**SET EXERCISE:**
Reproduce only the lines from the line containing "I would be grateful if you could spot the carved" to the end of the entries below, including both of those lines.
⟨
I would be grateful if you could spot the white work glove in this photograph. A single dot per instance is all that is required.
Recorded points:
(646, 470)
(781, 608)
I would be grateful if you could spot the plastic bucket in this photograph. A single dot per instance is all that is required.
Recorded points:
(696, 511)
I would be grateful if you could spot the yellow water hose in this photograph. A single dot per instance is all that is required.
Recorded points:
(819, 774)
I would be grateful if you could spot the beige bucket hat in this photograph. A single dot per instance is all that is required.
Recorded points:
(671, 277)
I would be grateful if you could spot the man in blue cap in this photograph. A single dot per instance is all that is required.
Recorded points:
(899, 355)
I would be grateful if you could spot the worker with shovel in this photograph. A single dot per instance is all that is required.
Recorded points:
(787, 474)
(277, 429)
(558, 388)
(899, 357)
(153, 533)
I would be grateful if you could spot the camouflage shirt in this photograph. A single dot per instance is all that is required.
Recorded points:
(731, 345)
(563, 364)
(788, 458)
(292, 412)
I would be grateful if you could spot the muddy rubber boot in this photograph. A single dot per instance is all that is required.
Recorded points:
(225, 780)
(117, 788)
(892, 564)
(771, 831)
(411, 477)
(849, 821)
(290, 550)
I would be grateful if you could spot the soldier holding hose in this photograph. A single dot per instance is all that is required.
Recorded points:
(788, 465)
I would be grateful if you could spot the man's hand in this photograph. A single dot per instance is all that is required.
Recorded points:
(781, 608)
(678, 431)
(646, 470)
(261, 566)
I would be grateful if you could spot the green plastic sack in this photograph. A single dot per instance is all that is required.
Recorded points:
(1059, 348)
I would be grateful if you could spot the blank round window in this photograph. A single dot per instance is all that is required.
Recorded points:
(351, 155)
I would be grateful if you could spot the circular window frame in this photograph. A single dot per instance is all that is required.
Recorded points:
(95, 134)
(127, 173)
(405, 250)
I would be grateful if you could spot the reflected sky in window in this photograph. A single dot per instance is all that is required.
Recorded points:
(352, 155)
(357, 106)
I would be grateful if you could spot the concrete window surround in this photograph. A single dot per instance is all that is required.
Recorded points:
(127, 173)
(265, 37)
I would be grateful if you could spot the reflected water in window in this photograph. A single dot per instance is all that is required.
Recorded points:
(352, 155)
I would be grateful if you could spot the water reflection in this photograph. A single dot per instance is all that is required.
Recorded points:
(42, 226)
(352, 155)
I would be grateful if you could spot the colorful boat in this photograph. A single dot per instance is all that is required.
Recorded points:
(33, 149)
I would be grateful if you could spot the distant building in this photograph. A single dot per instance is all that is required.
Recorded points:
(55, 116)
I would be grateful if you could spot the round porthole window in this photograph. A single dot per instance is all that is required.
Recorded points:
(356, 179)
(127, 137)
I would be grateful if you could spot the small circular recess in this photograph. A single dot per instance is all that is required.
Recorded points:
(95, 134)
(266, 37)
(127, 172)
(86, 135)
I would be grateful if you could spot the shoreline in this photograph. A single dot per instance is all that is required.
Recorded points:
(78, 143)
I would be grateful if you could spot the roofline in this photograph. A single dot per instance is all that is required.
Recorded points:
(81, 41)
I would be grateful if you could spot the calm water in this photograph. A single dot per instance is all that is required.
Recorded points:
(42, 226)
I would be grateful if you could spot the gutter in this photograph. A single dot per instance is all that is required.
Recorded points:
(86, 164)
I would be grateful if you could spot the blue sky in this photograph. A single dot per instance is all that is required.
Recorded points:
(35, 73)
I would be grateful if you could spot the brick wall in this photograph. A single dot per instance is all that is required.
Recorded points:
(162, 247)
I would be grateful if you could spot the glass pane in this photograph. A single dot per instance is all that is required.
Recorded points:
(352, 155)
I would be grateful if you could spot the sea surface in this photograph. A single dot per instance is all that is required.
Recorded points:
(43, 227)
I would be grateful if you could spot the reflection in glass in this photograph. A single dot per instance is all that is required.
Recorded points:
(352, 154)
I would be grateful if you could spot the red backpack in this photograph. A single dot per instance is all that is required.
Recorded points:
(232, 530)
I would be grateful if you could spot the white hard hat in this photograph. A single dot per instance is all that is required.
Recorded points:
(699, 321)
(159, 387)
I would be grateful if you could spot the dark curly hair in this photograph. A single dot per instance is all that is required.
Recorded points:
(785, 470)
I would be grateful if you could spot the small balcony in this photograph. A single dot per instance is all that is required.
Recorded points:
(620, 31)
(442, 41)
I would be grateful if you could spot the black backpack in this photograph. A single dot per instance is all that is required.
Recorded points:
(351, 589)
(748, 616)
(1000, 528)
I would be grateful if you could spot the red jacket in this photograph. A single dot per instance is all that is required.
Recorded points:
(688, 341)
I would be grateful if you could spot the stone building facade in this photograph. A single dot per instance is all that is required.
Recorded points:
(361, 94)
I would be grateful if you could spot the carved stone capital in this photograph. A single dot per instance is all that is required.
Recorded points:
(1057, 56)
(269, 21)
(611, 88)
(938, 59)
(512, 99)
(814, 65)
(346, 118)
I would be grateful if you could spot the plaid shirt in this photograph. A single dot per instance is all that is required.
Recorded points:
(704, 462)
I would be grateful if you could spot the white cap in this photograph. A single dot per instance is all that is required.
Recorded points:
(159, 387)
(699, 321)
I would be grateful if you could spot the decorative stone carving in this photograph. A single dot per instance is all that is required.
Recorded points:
⟩
**WRITTEN SOLUTION:**
I would be grateful if you could spot the carved stone capital in this photograph. A single dot per instance is all that is required.
Recorded points:
(1057, 56)
(269, 21)
(611, 88)
(938, 59)
(512, 99)
(814, 65)
(346, 118)
I would be grateful if you could spot the plaid shirt in this photograph. A single dot per instance is all that is required.
Recorded points:
(704, 462)
I would be grateful if you could spot the white cap in this photograph. A single dot per instance is all that is required.
Recorded points:
(159, 387)
(699, 321)
I would be grateful if you could spot the decorative stone carving in this photograph. A single dot per instance is all that is required.
Recorded points:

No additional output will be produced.